Starting with the line that includes "In this photo, each instance of the cluster", write out every remaining line of the records below exactly as it appears, leaving out any images.

□ □ □ □

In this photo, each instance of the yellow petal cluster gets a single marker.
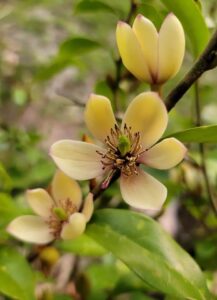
(151, 56)
(46, 225)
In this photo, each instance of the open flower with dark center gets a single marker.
(125, 148)
(60, 214)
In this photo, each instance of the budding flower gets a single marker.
(149, 55)
(59, 214)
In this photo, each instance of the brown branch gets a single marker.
(206, 61)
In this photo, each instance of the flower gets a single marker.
(151, 56)
(124, 149)
(59, 214)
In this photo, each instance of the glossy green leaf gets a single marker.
(16, 277)
(150, 252)
(192, 20)
(83, 245)
(78, 46)
(201, 134)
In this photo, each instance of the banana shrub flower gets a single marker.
(59, 214)
(125, 149)
(151, 56)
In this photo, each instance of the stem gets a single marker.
(158, 88)
(206, 61)
(202, 149)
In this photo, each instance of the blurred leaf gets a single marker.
(78, 46)
(8, 211)
(150, 252)
(93, 7)
(45, 72)
(201, 134)
(192, 20)
(16, 277)
(83, 245)
(20, 96)
(5, 180)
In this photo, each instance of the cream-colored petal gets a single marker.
(147, 36)
(75, 227)
(63, 187)
(164, 155)
(143, 191)
(78, 160)
(32, 229)
(171, 48)
(88, 207)
(99, 116)
(131, 52)
(147, 114)
(40, 201)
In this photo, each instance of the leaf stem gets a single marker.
(202, 148)
(206, 61)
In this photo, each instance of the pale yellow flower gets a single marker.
(151, 56)
(60, 214)
(124, 149)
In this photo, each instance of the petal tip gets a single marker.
(120, 23)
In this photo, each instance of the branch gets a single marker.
(207, 61)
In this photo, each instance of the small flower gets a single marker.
(124, 149)
(151, 56)
(59, 215)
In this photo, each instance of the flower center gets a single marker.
(59, 215)
(123, 150)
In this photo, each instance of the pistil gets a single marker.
(123, 150)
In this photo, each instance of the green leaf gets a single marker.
(150, 252)
(93, 7)
(83, 245)
(201, 134)
(78, 46)
(16, 277)
(192, 20)
(5, 180)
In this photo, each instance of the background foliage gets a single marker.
(53, 54)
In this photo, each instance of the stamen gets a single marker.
(123, 150)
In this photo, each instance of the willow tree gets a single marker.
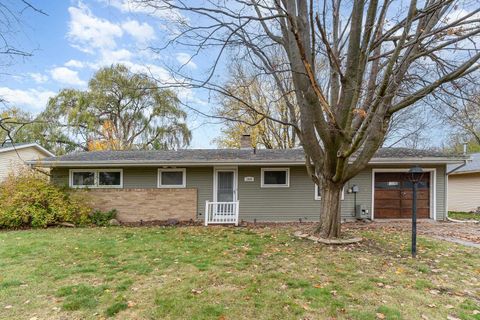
(120, 110)
(353, 65)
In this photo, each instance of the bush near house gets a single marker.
(28, 199)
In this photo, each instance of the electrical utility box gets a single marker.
(361, 212)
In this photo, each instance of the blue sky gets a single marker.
(78, 37)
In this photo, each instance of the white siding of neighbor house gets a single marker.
(13, 161)
(464, 192)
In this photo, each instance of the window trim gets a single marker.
(96, 179)
(175, 186)
(286, 185)
(317, 197)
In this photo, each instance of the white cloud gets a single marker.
(115, 56)
(185, 60)
(157, 72)
(32, 99)
(138, 7)
(38, 77)
(67, 76)
(142, 32)
(87, 31)
(74, 64)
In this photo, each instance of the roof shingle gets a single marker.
(226, 155)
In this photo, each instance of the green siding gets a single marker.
(270, 204)
(202, 179)
(277, 204)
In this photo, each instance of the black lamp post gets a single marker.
(416, 174)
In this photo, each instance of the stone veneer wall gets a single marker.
(134, 205)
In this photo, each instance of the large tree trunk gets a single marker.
(329, 226)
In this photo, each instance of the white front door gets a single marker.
(225, 185)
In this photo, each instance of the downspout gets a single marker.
(453, 170)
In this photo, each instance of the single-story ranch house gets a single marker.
(464, 186)
(245, 184)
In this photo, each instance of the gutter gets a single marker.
(459, 167)
(156, 163)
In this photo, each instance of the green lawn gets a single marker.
(464, 215)
(231, 273)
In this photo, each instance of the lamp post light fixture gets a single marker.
(416, 175)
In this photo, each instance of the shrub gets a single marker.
(28, 199)
(102, 218)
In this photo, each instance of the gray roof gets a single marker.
(216, 156)
(9, 145)
(471, 166)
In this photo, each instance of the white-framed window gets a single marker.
(96, 178)
(275, 177)
(172, 178)
(318, 195)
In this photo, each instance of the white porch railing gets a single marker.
(221, 212)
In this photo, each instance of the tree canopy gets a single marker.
(120, 110)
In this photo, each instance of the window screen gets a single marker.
(84, 178)
(174, 178)
(109, 178)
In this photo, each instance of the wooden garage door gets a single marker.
(393, 195)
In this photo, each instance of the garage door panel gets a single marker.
(393, 196)
(421, 194)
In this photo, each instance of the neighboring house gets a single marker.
(258, 185)
(13, 157)
(464, 185)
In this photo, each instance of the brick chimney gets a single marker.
(245, 142)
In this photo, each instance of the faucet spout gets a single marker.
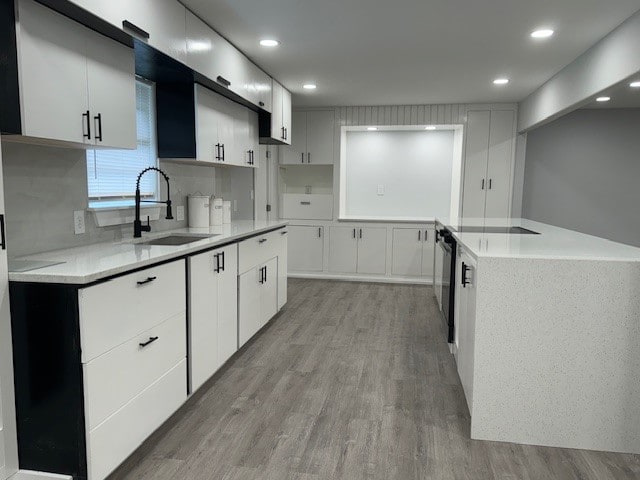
(138, 228)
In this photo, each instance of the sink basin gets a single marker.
(176, 240)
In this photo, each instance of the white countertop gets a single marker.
(87, 264)
(552, 243)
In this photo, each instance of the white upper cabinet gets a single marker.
(214, 57)
(75, 85)
(160, 23)
(489, 160)
(280, 115)
(312, 138)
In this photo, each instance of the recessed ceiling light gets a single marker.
(542, 33)
(267, 42)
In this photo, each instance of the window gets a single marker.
(112, 174)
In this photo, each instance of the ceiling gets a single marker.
(622, 95)
(374, 52)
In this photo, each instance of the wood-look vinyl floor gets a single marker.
(351, 381)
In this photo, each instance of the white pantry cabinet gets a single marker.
(213, 311)
(312, 138)
(488, 163)
(466, 276)
(76, 85)
(306, 248)
(413, 250)
(160, 23)
(358, 250)
(281, 115)
(258, 299)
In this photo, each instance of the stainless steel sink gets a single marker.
(177, 239)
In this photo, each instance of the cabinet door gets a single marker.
(296, 153)
(343, 249)
(499, 166)
(276, 112)
(112, 92)
(269, 292)
(282, 268)
(53, 74)
(407, 252)
(320, 136)
(305, 248)
(372, 250)
(428, 252)
(227, 295)
(203, 317)
(249, 304)
(475, 167)
(286, 116)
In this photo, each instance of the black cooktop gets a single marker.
(509, 230)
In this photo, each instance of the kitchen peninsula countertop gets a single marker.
(91, 263)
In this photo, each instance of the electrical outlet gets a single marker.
(78, 222)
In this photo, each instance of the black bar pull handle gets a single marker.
(136, 30)
(148, 342)
(465, 269)
(223, 81)
(87, 135)
(98, 119)
(3, 241)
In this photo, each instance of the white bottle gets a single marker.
(226, 211)
(216, 212)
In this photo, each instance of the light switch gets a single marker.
(78, 222)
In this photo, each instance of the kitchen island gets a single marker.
(547, 340)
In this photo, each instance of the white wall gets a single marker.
(414, 169)
(582, 172)
(610, 61)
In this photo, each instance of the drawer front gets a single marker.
(258, 250)
(113, 379)
(115, 439)
(116, 311)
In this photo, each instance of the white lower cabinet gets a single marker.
(213, 311)
(258, 290)
(358, 250)
(413, 250)
(466, 276)
(305, 248)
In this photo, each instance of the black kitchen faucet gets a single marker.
(138, 228)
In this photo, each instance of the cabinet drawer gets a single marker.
(307, 207)
(113, 379)
(115, 439)
(258, 250)
(116, 311)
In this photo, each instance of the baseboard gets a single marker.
(362, 278)
(30, 475)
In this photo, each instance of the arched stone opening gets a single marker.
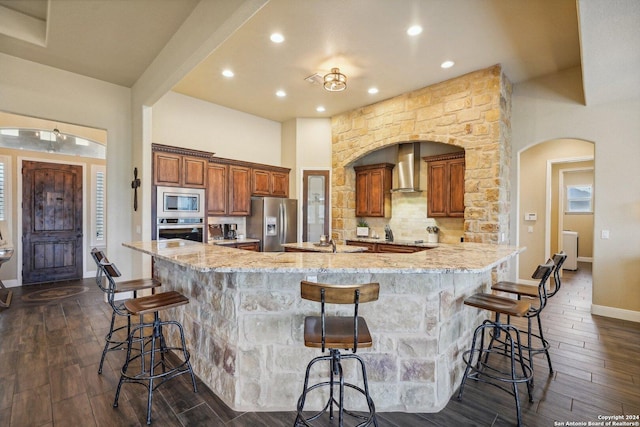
(471, 112)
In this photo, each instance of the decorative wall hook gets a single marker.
(135, 184)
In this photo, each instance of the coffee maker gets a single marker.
(230, 231)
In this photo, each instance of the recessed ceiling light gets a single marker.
(277, 38)
(414, 30)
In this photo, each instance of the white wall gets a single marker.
(183, 121)
(36, 90)
(550, 108)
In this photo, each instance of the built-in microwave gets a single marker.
(177, 202)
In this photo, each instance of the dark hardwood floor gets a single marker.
(49, 355)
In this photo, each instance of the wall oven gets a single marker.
(180, 213)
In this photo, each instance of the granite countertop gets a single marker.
(458, 257)
(314, 247)
(223, 242)
(419, 243)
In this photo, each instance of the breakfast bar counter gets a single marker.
(244, 321)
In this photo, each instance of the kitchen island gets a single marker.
(317, 247)
(244, 321)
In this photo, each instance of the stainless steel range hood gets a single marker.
(408, 168)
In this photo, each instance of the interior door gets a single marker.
(315, 205)
(51, 222)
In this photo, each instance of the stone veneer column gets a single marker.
(472, 111)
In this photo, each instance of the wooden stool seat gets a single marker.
(137, 285)
(334, 332)
(339, 332)
(499, 304)
(153, 303)
(476, 359)
(520, 289)
(105, 279)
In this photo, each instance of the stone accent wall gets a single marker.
(472, 111)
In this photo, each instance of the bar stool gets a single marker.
(111, 288)
(152, 304)
(334, 333)
(531, 291)
(476, 358)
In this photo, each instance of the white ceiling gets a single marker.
(115, 41)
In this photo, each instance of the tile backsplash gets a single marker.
(409, 220)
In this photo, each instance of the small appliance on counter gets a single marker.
(215, 232)
(432, 234)
(230, 231)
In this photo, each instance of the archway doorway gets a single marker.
(541, 214)
(26, 139)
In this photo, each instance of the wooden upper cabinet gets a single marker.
(239, 190)
(269, 183)
(174, 167)
(280, 184)
(373, 190)
(194, 172)
(261, 183)
(167, 169)
(217, 189)
(445, 187)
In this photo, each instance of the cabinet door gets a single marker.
(239, 190)
(456, 188)
(279, 184)
(437, 189)
(217, 189)
(195, 172)
(376, 192)
(260, 183)
(167, 169)
(362, 193)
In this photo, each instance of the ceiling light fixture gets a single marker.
(335, 81)
(414, 30)
(277, 38)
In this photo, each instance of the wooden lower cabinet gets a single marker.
(384, 247)
(249, 246)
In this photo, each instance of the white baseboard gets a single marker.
(616, 313)
(13, 283)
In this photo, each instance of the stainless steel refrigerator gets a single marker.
(273, 220)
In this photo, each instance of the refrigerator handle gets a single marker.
(283, 223)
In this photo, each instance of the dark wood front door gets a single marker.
(51, 222)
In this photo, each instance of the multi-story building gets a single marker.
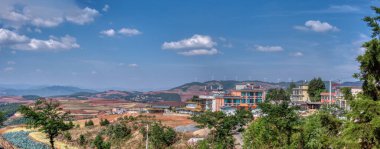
(244, 96)
(300, 93)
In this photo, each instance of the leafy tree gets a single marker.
(2, 118)
(364, 122)
(47, 117)
(222, 126)
(275, 129)
(161, 136)
(82, 140)
(320, 130)
(100, 144)
(347, 95)
(277, 95)
(316, 87)
(290, 87)
(89, 123)
(104, 122)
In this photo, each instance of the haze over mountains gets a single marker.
(181, 92)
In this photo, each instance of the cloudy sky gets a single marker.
(160, 44)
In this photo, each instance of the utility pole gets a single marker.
(330, 93)
(147, 137)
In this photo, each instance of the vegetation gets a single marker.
(82, 140)
(45, 116)
(104, 122)
(100, 144)
(277, 95)
(9, 109)
(222, 126)
(88, 123)
(316, 87)
(21, 140)
(160, 136)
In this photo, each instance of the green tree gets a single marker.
(104, 122)
(161, 136)
(82, 140)
(290, 88)
(347, 95)
(2, 118)
(275, 129)
(277, 95)
(222, 126)
(316, 87)
(47, 117)
(100, 144)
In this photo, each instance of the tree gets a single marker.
(277, 95)
(222, 126)
(104, 122)
(275, 129)
(347, 95)
(161, 136)
(290, 88)
(363, 124)
(82, 140)
(2, 118)
(89, 123)
(100, 144)
(47, 117)
(316, 87)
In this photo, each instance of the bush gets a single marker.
(100, 144)
(118, 131)
(82, 140)
(21, 140)
(160, 136)
(104, 122)
(67, 136)
(89, 123)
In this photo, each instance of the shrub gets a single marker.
(100, 144)
(21, 140)
(67, 136)
(104, 122)
(89, 123)
(82, 140)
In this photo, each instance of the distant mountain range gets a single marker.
(180, 93)
(43, 91)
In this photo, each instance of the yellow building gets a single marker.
(300, 93)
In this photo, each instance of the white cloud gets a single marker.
(9, 37)
(268, 48)
(8, 69)
(11, 62)
(133, 65)
(105, 8)
(123, 31)
(129, 31)
(18, 13)
(86, 15)
(297, 54)
(109, 32)
(195, 52)
(343, 8)
(196, 41)
(193, 46)
(317, 26)
(64, 43)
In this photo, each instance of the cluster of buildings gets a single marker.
(244, 96)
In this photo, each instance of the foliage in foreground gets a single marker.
(222, 126)
(21, 140)
(45, 116)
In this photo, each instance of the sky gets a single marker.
(152, 45)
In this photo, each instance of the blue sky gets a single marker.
(161, 44)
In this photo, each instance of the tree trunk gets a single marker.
(51, 142)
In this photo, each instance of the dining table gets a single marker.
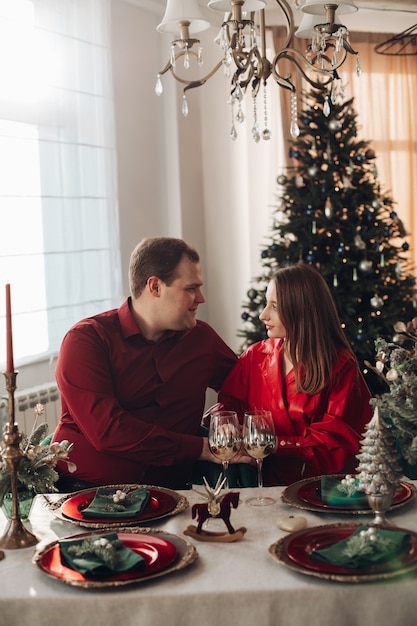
(221, 584)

□ □ □ □

**Finished exercise**
In this photo, each instance of the cluster of buildings gets a single marker.
(244, 96)
In this photo, each instance of the foliage in foreground gets a single marker.
(222, 126)
(21, 140)
(45, 116)
In this photo, each instance of the sky gets a single marker.
(152, 45)
In this photo, each instance of the blue sky gets a single marker.
(161, 44)
In this photo, each instance of the tree trunk gets a single marker.
(51, 142)
In this photo, each instance of the dining table gets a single marker.
(221, 584)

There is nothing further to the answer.